* **PAGE EXTRACT**

╭──

Edit, 30 May 2020: In Git 2.15 or later I recommend using git worktree instead of trying to do the below. There are some restrictions on added work-trees that make them somewhat annoying for this kind of work-flow, but it can work, and is built in to modern Git.

Note that if you do do something like I describe below, git gc won't know to look in your alternate index files, and in fact, from its original introduction in Git 2.5 until it was fixed in Git 2.15, git gc forgot to check added work-trees and their index files!

See VonC's answer for more.


You can in fact have multiple different staging areas (more literally, multiple index files) in git. To achieve the effect you want you would have to write your own variant of git add -p anyway, so what I will do here is sketch an outline, as it were, of how to do this.

The default index file—the one git uses if you don't direct it to some other index file—lives in .git/index (or, more shell-correctly, $GIT_DIR/.index where $GIT_DIR is taken from the environment or, if not set there, from git rev-parse --git-dir).

╰──

* **GIVEN INFORMATION**
╭──

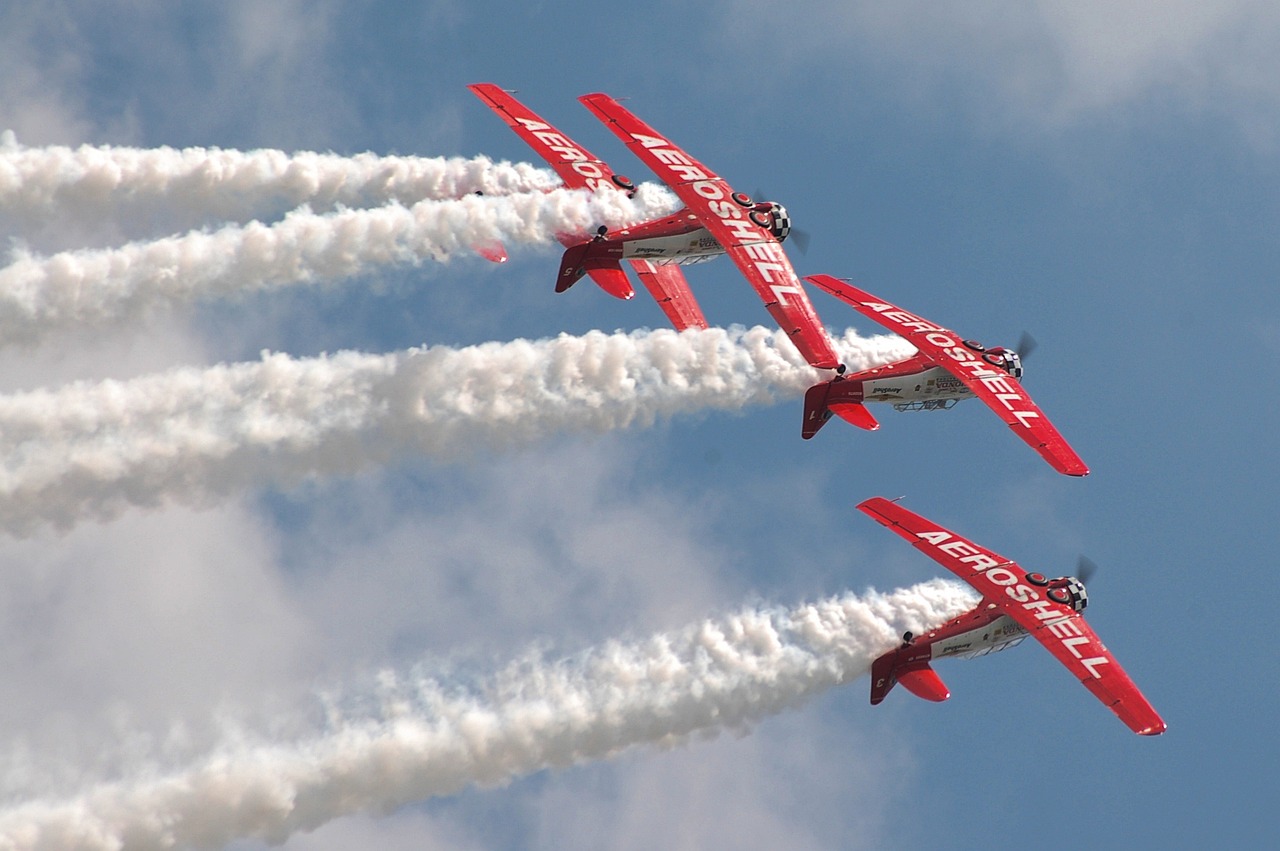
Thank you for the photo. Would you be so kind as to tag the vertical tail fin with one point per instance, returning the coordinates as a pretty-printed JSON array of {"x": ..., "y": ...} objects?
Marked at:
[{"x": 917, "y": 677}]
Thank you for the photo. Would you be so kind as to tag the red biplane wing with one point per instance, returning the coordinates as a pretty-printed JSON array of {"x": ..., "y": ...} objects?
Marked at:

╰──

* **WORK INSTRUCTIONS**
Write out the part of the Git index text above that begins at the words "Note that if" and stops after "their index files!".

* **CORRECT OUTPUT**
Note that if you do do something like I describe below, git gc won't know to look in your alternate index files, and in fact, from its original introduction in Git 2.5 until it was fixed in Git 2.15, git gc forgot to check added work-trees and their index files!